SOURCE DATA:

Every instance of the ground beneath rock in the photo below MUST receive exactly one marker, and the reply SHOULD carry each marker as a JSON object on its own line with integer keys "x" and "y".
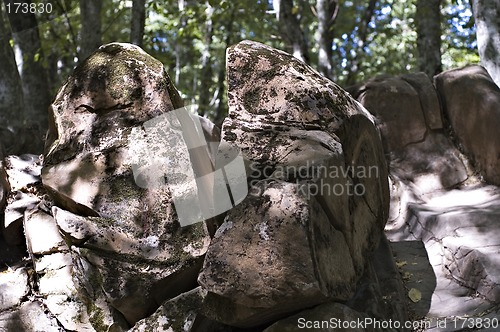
{"x": 448, "y": 253}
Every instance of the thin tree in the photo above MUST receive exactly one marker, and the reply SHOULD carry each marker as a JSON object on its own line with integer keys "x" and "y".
{"x": 359, "y": 48}
{"x": 428, "y": 20}
{"x": 487, "y": 17}
{"x": 290, "y": 28}
{"x": 326, "y": 12}
{"x": 90, "y": 34}
{"x": 138, "y": 22}
{"x": 33, "y": 75}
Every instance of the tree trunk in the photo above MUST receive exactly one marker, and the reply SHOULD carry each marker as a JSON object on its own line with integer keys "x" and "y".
{"x": 486, "y": 15}
{"x": 33, "y": 76}
{"x": 355, "y": 66}
{"x": 428, "y": 22}
{"x": 326, "y": 11}
{"x": 138, "y": 21}
{"x": 290, "y": 30}
{"x": 11, "y": 94}
{"x": 221, "y": 105}
{"x": 91, "y": 35}
{"x": 206, "y": 64}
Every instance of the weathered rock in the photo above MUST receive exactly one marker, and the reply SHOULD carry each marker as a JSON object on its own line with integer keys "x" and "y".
{"x": 459, "y": 229}
{"x": 14, "y": 287}
{"x": 471, "y": 101}
{"x": 42, "y": 234}
{"x": 406, "y": 107}
{"x": 29, "y": 317}
{"x": 326, "y": 317}
{"x": 23, "y": 170}
{"x": 87, "y": 166}
{"x": 175, "y": 315}
{"x": 136, "y": 273}
{"x": 288, "y": 119}
{"x": 24, "y": 179}
{"x": 128, "y": 250}
{"x": 302, "y": 260}
{"x": 308, "y": 145}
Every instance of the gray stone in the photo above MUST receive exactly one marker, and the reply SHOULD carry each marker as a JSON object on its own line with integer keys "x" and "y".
{"x": 29, "y": 317}
{"x": 13, "y": 287}
{"x": 471, "y": 101}
{"x": 326, "y": 317}
{"x": 302, "y": 260}
{"x": 42, "y": 234}
{"x": 175, "y": 315}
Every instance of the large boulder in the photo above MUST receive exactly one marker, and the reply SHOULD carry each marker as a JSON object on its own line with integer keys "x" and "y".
{"x": 471, "y": 101}
{"x": 129, "y": 251}
{"x": 302, "y": 260}
{"x": 308, "y": 146}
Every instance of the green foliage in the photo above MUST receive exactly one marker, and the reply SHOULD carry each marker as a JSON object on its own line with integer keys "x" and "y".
{"x": 177, "y": 33}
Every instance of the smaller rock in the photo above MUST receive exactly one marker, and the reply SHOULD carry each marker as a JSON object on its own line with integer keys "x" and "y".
{"x": 42, "y": 233}
{"x": 326, "y": 317}
{"x": 14, "y": 287}
{"x": 29, "y": 317}
{"x": 471, "y": 102}
{"x": 175, "y": 315}
{"x": 23, "y": 170}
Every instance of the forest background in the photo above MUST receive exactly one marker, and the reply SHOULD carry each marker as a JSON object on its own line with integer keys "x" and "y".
{"x": 348, "y": 41}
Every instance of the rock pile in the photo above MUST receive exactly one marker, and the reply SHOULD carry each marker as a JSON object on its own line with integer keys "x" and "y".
{"x": 109, "y": 244}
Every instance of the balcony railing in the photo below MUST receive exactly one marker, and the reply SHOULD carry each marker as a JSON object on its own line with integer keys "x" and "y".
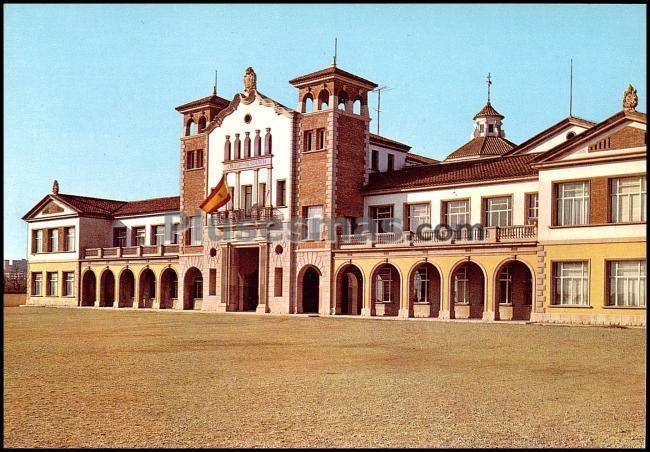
{"x": 131, "y": 251}
{"x": 256, "y": 214}
{"x": 523, "y": 233}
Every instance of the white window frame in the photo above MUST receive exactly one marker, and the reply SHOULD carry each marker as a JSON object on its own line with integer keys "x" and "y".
{"x": 634, "y": 201}
{"x": 574, "y": 277}
{"x": 634, "y": 285}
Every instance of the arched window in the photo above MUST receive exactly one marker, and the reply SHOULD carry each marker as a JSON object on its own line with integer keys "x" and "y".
{"x": 323, "y": 99}
{"x": 257, "y": 145}
{"x": 247, "y": 145}
{"x": 268, "y": 142}
{"x": 307, "y": 103}
{"x": 190, "y": 127}
{"x": 342, "y": 99}
{"x": 226, "y": 149}
{"x": 202, "y": 124}
{"x": 237, "y": 147}
{"x": 356, "y": 106}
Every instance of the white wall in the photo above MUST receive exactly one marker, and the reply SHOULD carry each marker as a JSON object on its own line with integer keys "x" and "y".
{"x": 262, "y": 117}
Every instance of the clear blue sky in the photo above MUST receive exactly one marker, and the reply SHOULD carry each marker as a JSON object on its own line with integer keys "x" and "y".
{"x": 90, "y": 90}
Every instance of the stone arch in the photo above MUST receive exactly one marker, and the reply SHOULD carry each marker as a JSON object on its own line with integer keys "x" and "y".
{"x": 309, "y": 294}
{"x": 126, "y": 284}
{"x": 514, "y": 291}
{"x": 385, "y": 290}
{"x": 88, "y": 288}
{"x": 192, "y": 287}
{"x": 168, "y": 288}
{"x": 349, "y": 290}
{"x": 147, "y": 288}
{"x": 307, "y": 103}
{"x": 424, "y": 289}
{"x": 323, "y": 100}
{"x": 470, "y": 288}
{"x": 107, "y": 288}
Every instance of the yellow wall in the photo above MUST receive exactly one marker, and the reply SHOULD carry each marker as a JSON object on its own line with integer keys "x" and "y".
{"x": 597, "y": 254}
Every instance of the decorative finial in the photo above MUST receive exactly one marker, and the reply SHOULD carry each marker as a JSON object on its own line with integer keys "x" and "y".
{"x": 630, "y": 99}
{"x": 489, "y": 83}
{"x": 250, "y": 80}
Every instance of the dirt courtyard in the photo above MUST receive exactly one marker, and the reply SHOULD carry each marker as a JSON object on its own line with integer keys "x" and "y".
{"x": 101, "y": 378}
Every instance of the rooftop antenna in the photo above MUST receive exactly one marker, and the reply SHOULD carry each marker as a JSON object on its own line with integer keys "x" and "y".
{"x": 489, "y": 84}
{"x": 571, "y": 90}
{"x": 378, "y": 90}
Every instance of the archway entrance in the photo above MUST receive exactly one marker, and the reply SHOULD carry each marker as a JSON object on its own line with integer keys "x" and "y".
{"x": 107, "y": 289}
{"x": 89, "y": 289}
{"x": 310, "y": 290}
{"x": 168, "y": 288}
{"x": 349, "y": 291}
{"x": 467, "y": 292}
{"x": 385, "y": 290}
{"x": 127, "y": 289}
{"x": 192, "y": 288}
{"x": 147, "y": 288}
{"x": 513, "y": 292}
{"x": 424, "y": 291}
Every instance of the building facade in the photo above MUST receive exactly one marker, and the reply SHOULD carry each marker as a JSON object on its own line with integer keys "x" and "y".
{"x": 326, "y": 217}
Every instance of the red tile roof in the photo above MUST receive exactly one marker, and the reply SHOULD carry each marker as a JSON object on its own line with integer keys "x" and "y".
{"x": 482, "y": 146}
{"x": 330, "y": 71}
{"x": 442, "y": 174}
{"x": 169, "y": 204}
{"x": 488, "y": 110}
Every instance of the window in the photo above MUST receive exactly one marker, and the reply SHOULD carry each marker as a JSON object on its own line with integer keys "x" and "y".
{"x": 457, "y": 213}
{"x": 68, "y": 284}
{"x": 314, "y": 217}
{"x": 571, "y": 283}
{"x": 261, "y": 194}
{"x": 247, "y": 196}
{"x": 52, "y": 284}
{"x": 460, "y": 286}
{"x": 139, "y": 235}
{"x": 189, "y": 157}
{"x": 70, "y": 239}
{"x": 572, "y": 203}
{"x": 37, "y": 284}
{"x": 418, "y": 214}
{"x": 384, "y": 286}
{"x": 119, "y": 236}
{"x": 374, "y": 160}
{"x": 421, "y": 285}
{"x": 382, "y": 217}
{"x": 626, "y": 283}
{"x": 532, "y": 208}
{"x": 37, "y": 241}
{"x": 308, "y": 140}
{"x": 281, "y": 193}
{"x": 628, "y": 199}
{"x": 505, "y": 285}
{"x": 54, "y": 240}
{"x": 277, "y": 286}
{"x": 158, "y": 234}
{"x": 498, "y": 211}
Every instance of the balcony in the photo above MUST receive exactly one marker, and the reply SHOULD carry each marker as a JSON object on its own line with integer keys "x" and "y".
{"x": 504, "y": 234}
{"x": 238, "y": 216}
{"x": 126, "y": 252}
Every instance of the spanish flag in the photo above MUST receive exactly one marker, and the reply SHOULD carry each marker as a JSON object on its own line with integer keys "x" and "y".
{"x": 219, "y": 196}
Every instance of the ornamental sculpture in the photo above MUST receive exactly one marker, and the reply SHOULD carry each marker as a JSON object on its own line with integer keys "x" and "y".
{"x": 250, "y": 80}
{"x": 630, "y": 99}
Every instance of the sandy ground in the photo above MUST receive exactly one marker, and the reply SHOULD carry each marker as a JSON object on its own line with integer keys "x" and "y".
{"x": 92, "y": 377}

EXERCISE BRIEF: Beginning at the line that contains "Every instance of the balcony in", retype each line of the listing up to and including the last one, exactly as it stands, and nothing else.

TASK SOLUTION:
Every instance of the balcony in the photo above MUST receive exactly one marker, and the reply SHOULD carry each marker as a JSON object on its own line with integer keys "x" and "y".
{"x": 504, "y": 234}
{"x": 238, "y": 216}
{"x": 126, "y": 252}
Every instance of the spanish flag in the photo above MUST receive exactly one marker, and the reply SHOULD carry each marker as a JSON object on its own line with integer keys "x" and "y".
{"x": 219, "y": 196}
Every instance of the ornamental sculpture in the photo above MUST receive exactly one marker, and the reply SHOULD carry each marker as a JSON object on its own line with integer keys "x" and "y".
{"x": 250, "y": 80}
{"x": 630, "y": 99}
Every instance of the sandy ground in the photo above MUST receive exactly one marker, and the reply SHOULD carry each marker as a JSON object on its own line with integer keys "x" and "y".
{"x": 92, "y": 377}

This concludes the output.